[Rows from a dataset]
• • • •

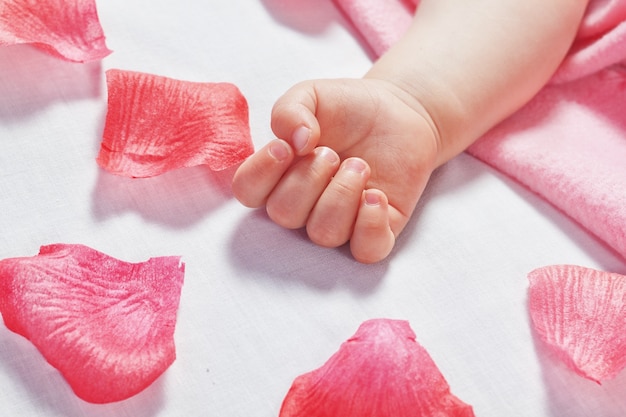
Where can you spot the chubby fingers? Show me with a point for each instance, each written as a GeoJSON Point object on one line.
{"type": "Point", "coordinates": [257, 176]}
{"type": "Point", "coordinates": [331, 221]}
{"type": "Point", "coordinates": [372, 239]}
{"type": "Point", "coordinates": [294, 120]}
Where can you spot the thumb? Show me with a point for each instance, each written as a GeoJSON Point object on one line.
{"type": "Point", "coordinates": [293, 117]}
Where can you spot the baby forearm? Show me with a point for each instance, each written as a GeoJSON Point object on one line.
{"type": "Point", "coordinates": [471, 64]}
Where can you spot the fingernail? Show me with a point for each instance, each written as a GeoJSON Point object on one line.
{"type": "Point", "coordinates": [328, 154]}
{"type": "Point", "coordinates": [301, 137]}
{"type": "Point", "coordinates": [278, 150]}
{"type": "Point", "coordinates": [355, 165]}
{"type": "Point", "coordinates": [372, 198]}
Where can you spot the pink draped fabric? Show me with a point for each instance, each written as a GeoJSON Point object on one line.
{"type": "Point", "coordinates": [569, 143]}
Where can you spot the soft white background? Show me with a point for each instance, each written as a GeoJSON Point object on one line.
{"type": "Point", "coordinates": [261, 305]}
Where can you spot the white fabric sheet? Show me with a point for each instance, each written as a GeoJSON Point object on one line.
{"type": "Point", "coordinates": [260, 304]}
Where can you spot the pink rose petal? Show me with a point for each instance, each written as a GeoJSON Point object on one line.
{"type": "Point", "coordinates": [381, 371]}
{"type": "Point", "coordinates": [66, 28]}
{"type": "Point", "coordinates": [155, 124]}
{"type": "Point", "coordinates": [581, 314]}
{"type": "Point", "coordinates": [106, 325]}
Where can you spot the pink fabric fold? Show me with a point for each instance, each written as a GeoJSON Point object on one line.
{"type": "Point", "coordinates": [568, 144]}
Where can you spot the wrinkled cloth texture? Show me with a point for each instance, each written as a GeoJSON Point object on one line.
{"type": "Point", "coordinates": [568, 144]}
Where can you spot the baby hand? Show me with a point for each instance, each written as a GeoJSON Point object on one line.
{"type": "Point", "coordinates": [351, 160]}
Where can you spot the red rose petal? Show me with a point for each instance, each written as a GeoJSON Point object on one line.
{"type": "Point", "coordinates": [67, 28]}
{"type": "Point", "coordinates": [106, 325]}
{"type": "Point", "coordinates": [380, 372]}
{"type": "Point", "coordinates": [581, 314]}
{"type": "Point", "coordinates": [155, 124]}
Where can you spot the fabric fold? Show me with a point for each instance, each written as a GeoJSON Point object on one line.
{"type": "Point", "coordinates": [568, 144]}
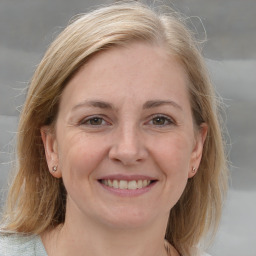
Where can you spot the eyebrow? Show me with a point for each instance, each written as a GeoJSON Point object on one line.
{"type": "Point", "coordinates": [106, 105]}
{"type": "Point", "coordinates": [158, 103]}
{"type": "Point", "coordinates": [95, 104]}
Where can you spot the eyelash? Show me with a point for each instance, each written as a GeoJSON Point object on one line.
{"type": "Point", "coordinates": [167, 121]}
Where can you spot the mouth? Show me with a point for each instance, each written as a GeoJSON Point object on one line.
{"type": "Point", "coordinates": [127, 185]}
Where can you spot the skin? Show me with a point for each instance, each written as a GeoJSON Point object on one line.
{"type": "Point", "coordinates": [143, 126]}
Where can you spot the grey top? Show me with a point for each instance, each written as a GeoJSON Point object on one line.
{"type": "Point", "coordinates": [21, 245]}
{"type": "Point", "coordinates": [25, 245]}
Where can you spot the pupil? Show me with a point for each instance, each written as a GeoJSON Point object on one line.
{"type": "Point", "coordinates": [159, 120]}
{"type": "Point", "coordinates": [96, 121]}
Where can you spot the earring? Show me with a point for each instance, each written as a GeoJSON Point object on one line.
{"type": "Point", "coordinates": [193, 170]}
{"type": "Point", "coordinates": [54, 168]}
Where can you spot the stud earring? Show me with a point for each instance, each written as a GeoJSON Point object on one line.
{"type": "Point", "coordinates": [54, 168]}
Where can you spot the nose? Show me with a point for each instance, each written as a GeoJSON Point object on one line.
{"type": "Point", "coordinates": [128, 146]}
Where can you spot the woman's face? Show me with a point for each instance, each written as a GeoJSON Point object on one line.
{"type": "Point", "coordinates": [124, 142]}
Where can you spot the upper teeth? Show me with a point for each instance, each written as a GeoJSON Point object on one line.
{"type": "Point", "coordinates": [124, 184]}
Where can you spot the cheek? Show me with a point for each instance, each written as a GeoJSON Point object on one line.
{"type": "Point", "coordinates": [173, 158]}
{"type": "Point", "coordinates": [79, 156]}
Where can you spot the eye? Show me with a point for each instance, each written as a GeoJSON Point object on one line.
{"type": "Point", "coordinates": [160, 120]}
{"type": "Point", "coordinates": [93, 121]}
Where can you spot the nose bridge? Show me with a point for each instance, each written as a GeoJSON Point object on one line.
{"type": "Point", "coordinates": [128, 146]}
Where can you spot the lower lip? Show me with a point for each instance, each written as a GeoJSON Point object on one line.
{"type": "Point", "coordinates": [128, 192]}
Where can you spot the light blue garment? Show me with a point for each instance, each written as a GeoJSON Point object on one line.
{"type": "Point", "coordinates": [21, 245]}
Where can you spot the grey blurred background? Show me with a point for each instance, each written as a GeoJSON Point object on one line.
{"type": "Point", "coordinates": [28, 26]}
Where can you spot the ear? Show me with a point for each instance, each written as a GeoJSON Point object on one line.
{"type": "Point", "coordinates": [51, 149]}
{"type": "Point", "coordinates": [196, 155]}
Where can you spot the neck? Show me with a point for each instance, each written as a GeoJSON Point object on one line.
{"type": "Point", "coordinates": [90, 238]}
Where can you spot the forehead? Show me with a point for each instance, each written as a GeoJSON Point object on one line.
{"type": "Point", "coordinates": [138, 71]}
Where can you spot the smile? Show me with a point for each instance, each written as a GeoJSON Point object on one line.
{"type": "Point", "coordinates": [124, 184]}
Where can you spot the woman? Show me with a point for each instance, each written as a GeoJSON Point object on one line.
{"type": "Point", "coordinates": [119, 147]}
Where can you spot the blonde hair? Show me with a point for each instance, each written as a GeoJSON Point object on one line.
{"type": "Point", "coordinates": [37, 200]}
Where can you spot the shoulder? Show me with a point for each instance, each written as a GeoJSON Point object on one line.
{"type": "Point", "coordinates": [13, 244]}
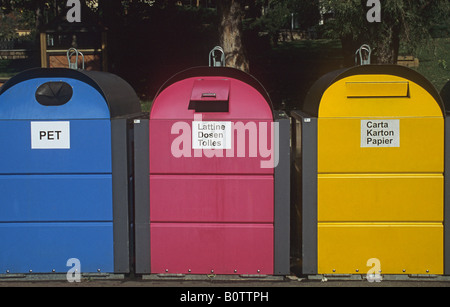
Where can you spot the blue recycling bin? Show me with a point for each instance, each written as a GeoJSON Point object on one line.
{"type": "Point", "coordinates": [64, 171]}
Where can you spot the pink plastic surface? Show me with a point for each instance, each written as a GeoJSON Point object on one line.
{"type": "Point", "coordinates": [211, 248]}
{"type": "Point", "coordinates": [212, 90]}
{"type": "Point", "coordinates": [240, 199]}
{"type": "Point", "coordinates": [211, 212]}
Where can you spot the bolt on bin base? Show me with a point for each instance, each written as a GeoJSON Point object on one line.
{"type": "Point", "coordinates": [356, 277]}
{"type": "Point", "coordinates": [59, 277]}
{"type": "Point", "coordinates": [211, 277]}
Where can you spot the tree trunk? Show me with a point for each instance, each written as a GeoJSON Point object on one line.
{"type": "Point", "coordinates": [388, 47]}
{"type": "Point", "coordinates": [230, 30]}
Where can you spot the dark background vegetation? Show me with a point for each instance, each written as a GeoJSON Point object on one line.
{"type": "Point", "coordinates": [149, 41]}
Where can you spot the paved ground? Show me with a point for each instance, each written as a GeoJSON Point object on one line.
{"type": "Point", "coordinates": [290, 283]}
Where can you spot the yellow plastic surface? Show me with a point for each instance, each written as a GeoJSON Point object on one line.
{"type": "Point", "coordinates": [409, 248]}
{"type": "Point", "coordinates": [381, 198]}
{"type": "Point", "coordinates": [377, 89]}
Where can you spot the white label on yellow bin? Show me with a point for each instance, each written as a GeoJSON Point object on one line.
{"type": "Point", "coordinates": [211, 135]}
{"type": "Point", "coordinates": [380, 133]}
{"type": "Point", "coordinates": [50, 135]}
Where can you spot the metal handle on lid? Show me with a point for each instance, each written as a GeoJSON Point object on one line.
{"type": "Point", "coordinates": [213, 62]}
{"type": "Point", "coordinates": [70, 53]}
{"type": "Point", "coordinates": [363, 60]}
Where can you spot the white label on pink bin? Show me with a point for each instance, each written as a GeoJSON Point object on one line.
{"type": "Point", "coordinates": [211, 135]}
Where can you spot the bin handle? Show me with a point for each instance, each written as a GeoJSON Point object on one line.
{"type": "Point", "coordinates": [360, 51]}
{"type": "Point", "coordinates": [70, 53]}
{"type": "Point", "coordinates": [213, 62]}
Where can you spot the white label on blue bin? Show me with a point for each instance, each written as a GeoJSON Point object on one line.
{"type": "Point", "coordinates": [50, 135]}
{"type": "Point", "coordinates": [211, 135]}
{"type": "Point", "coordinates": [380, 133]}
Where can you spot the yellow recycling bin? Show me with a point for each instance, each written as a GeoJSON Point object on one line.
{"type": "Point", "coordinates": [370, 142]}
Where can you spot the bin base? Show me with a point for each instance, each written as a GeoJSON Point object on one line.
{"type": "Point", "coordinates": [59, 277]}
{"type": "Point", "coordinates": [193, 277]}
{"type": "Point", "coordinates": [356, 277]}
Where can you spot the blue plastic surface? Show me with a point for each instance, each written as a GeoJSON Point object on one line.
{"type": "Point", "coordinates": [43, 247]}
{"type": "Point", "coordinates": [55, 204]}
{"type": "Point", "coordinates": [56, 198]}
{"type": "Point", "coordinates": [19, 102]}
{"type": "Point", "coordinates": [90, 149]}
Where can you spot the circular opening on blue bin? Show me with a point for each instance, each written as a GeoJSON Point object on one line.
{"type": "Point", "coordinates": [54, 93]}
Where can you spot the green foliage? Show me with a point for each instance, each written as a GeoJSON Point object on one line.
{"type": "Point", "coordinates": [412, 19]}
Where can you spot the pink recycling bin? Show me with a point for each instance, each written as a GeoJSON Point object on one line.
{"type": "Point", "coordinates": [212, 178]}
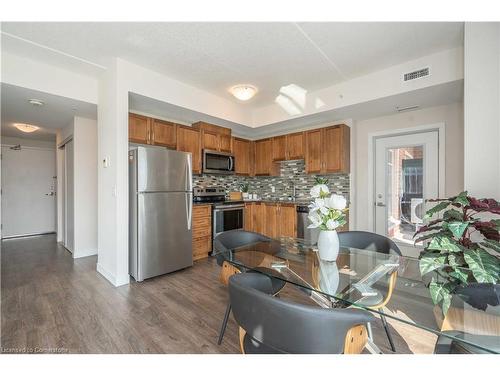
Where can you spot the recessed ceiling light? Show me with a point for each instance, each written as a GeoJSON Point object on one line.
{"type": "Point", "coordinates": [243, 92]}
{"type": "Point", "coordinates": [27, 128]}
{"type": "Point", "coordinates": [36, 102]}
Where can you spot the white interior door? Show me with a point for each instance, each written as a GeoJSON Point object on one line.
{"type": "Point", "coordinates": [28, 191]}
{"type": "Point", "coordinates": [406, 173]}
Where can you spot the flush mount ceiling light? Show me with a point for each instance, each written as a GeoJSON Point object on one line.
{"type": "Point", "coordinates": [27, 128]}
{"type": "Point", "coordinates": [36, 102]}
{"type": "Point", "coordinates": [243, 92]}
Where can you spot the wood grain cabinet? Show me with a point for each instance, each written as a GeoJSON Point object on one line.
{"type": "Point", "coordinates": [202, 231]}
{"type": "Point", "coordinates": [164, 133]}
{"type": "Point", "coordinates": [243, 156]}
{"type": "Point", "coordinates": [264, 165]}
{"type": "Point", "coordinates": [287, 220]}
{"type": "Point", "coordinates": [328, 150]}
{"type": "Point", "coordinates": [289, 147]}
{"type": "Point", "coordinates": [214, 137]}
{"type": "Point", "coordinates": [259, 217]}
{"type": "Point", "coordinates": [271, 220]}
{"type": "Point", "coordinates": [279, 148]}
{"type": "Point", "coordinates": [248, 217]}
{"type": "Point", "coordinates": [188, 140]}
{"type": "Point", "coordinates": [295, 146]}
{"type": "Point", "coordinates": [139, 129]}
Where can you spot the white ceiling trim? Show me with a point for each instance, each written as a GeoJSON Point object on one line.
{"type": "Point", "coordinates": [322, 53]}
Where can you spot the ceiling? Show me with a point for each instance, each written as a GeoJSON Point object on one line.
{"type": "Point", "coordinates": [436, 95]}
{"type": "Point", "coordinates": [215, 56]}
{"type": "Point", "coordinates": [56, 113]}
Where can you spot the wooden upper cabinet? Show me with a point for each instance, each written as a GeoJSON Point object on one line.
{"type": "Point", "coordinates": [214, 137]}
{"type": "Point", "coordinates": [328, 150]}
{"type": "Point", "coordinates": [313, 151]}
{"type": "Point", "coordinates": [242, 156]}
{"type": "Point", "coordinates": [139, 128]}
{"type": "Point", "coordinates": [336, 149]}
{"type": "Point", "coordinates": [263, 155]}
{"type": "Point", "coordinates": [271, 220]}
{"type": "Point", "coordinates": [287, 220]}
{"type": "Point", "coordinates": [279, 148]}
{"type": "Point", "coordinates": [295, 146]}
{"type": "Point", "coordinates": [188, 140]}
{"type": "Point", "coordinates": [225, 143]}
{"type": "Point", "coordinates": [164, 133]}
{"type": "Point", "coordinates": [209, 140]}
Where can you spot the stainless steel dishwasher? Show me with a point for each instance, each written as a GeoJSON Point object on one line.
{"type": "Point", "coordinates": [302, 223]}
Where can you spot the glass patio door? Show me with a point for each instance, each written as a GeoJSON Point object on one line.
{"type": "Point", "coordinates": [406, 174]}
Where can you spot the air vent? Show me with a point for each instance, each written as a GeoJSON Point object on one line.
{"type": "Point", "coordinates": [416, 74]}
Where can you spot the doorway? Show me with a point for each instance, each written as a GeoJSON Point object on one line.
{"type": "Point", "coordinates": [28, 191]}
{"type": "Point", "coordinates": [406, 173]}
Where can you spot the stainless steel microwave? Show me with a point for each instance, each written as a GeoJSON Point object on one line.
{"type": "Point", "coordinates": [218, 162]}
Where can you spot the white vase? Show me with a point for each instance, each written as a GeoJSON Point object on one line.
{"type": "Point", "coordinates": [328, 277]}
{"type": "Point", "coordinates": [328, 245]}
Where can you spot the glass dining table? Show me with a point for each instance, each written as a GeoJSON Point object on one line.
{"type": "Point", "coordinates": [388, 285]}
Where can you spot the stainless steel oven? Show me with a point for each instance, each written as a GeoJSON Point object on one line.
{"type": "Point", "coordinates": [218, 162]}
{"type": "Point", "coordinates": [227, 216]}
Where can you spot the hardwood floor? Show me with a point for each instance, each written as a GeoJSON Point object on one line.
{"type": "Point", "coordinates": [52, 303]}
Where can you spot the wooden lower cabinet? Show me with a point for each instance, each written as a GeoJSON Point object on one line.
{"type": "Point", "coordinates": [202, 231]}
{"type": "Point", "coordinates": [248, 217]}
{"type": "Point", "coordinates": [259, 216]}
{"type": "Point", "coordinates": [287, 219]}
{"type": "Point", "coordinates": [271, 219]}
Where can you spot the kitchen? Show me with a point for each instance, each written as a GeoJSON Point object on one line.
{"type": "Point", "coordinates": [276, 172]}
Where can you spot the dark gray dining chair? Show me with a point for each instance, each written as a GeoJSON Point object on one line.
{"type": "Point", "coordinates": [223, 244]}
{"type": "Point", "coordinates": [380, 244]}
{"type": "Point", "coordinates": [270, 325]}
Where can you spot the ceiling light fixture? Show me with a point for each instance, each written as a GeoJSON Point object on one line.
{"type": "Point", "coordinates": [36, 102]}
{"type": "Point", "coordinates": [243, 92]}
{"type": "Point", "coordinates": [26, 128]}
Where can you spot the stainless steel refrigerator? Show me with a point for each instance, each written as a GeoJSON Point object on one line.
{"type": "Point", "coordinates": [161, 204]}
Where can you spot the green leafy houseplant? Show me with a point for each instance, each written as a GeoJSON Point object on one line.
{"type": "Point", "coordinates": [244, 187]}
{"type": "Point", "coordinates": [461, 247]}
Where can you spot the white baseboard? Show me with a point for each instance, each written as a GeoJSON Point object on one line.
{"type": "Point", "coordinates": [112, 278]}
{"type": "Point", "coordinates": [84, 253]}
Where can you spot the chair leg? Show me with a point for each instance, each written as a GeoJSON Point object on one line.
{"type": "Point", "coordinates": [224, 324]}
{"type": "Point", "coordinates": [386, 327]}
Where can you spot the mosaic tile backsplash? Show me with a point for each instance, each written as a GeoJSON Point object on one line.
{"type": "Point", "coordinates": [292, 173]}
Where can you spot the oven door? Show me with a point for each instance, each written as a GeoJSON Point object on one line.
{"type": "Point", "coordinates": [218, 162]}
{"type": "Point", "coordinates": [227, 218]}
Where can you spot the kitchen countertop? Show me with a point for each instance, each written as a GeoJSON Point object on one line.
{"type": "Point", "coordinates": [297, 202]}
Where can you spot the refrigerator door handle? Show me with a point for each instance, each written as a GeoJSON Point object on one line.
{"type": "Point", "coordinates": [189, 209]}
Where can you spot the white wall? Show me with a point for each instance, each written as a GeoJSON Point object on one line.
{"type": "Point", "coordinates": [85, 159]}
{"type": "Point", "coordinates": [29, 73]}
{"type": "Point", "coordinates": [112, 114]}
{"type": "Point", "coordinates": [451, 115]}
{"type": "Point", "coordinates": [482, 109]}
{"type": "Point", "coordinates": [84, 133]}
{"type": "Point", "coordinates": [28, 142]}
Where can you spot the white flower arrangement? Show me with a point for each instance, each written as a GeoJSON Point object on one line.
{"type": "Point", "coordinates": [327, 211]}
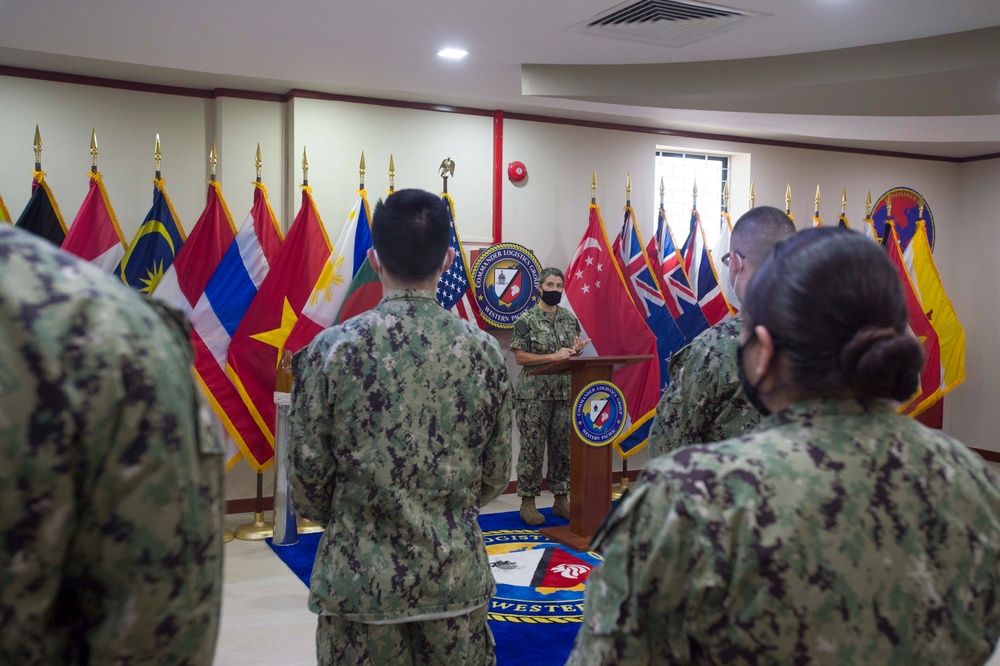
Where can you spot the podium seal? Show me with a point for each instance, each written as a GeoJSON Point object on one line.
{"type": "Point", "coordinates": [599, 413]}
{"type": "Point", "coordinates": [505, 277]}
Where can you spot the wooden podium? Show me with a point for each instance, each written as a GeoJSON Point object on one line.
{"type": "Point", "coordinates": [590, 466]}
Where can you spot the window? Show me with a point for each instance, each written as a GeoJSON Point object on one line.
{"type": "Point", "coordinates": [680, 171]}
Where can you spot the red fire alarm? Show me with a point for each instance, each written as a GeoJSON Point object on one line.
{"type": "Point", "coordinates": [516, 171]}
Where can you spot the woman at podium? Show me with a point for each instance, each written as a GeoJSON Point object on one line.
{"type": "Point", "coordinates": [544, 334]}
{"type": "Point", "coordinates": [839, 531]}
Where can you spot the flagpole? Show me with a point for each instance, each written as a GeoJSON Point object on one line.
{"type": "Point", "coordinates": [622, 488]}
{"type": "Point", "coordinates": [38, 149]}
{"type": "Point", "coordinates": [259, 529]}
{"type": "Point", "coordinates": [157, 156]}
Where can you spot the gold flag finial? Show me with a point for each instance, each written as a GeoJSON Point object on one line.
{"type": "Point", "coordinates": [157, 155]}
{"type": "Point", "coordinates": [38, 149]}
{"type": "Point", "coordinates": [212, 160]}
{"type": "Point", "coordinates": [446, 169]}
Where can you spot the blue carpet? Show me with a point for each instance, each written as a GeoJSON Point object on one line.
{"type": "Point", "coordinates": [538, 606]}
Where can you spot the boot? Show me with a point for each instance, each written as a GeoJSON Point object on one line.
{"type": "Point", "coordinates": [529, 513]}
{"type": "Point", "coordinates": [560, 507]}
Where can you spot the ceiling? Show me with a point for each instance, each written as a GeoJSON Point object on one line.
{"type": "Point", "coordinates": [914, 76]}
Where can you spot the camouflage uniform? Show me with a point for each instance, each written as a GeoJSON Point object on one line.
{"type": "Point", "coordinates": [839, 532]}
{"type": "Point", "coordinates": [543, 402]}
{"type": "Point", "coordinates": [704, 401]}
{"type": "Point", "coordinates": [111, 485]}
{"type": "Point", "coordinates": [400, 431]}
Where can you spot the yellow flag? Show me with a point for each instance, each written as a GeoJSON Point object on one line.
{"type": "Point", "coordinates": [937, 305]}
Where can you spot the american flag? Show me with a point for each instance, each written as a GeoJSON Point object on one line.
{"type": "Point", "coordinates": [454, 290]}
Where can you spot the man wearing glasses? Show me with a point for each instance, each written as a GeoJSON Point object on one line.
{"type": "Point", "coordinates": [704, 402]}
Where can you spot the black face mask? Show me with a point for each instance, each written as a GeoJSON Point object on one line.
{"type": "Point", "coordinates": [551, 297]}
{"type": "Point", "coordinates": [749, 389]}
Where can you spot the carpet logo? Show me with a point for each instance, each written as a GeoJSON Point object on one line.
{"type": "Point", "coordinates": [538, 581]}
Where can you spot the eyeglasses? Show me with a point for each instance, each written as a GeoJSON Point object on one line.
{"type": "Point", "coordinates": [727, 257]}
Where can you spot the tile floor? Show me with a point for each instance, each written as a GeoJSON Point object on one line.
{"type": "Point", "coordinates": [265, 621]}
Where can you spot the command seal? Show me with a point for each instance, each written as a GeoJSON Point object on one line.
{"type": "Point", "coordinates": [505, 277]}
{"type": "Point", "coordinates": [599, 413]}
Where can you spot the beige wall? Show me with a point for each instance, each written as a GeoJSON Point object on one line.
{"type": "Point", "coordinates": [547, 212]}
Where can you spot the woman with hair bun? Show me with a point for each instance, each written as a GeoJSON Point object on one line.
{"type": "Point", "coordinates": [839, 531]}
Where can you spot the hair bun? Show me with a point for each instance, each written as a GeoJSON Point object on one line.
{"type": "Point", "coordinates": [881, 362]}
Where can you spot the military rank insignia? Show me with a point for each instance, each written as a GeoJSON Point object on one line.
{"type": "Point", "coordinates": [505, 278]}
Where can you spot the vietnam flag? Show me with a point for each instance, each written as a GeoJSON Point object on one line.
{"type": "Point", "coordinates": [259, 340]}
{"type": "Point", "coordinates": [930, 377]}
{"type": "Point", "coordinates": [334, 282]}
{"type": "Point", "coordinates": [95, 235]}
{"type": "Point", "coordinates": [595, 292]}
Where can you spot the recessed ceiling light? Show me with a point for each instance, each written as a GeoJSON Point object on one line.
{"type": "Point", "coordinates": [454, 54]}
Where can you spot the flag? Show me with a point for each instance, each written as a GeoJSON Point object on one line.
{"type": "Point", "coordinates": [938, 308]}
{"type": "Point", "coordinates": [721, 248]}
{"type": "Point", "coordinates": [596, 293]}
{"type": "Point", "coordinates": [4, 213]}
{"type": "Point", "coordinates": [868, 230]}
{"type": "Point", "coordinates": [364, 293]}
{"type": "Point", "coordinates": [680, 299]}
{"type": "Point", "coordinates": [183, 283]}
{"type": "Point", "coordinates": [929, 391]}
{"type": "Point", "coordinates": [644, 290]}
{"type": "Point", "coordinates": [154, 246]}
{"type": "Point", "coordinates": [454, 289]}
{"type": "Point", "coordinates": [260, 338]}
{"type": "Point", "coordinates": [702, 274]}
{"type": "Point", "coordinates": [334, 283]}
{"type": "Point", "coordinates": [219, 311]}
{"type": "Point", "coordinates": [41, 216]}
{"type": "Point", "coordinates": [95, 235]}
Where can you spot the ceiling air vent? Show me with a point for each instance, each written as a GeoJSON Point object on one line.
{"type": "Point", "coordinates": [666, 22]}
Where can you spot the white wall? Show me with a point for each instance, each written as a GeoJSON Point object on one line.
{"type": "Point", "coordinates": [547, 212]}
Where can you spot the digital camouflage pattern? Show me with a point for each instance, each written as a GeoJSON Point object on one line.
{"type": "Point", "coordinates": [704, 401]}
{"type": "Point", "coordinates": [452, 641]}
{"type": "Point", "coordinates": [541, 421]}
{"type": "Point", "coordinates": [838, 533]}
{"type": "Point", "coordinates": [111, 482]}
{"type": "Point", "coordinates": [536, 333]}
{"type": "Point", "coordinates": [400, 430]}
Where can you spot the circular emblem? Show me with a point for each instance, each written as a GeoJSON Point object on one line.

• • • •

PROBLEM DESCRIPTION: Repeat, word for word, every line from the line that contains "Where can you spot the digital" to the end of the entries; include both of those lines and no others.

FULL OUTPUT:
Where can you spot the digital camouflage pattern? Show me with a point for each instance, each written as a GeoJSON Point object on one line.
{"type": "Point", "coordinates": [704, 401]}
{"type": "Point", "coordinates": [452, 641]}
{"type": "Point", "coordinates": [541, 421]}
{"type": "Point", "coordinates": [838, 533]}
{"type": "Point", "coordinates": [111, 482]}
{"type": "Point", "coordinates": [536, 333]}
{"type": "Point", "coordinates": [400, 430]}
Where can you spot the circular emblem? Show me with a point for each instance, each written as a GeoJSON Point object on one line.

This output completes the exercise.